[What is needed]: Reproduce the data from the line containing "Retail shelf audit in progress. Identify where the gorilla eye" through the end of the data, with every instance of "shelf" renamed to "rack" and everything else left unchanged.

[Provided records]:
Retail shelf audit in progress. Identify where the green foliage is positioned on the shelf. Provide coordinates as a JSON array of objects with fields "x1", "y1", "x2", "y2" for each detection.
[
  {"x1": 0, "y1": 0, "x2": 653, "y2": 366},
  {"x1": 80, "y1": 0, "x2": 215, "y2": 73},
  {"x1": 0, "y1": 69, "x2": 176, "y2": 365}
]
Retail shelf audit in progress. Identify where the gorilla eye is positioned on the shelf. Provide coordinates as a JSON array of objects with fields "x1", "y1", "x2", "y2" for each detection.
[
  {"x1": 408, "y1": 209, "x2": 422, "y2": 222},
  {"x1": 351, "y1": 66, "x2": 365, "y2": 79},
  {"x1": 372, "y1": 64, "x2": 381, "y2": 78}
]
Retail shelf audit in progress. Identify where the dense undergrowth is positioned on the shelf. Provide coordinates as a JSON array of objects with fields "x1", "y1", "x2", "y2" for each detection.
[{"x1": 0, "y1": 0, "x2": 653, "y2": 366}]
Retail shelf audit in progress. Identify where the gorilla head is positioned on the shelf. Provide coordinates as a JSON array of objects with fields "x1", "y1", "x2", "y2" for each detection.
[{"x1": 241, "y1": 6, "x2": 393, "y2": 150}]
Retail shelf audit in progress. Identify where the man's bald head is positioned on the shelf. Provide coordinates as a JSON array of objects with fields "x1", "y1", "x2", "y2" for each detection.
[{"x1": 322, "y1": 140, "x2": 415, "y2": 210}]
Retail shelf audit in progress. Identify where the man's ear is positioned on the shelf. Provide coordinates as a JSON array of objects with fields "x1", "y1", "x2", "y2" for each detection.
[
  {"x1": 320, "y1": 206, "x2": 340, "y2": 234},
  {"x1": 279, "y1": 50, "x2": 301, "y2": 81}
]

[Exercise answer]:
Retail rack audit in progress. Identify where the gorilla eye is positioned on the rack. Provide coordinates as a JSON array of objects with fields "x1", "y1", "x2", "y2" for each detection.
[
  {"x1": 408, "y1": 209, "x2": 422, "y2": 222},
  {"x1": 351, "y1": 66, "x2": 365, "y2": 79},
  {"x1": 372, "y1": 64, "x2": 381, "y2": 78}
]
Retail rack audit in progress. Identify where the dense undergrowth is positioned on the rack. Provide coordinates as a JSON array of objects with fields "x1", "y1", "x2", "y2" for each detection.
[{"x1": 0, "y1": 0, "x2": 653, "y2": 366}]
Retail rack audit in progress. Identify where the gorilla head is positioned on the rack. Provide coordinates as a JSON array of objects with fields "x1", "y1", "x2", "y2" for each detection.
[{"x1": 241, "y1": 6, "x2": 393, "y2": 150}]
Retail rack audit in progress. Identify where the man's bald head is positioned on the rack. Provide coordinates as a JSON array of objects with fields "x1", "y1", "x2", "y2" for each detection.
[{"x1": 322, "y1": 140, "x2": 415, "y2": 210}]
Retail rack audit in progress. Identify where the man's ear is positioned on the rack. Provide coordinates as a JSON array of objects with fields "x1", "y1", "x2", "y2" for each detection.
[
  {"x1": 320, "y1": 206, "x2": 340, "y2": 234},
  {"x1": 279, "y1": 50, "x2": 301, "y2": 81}
]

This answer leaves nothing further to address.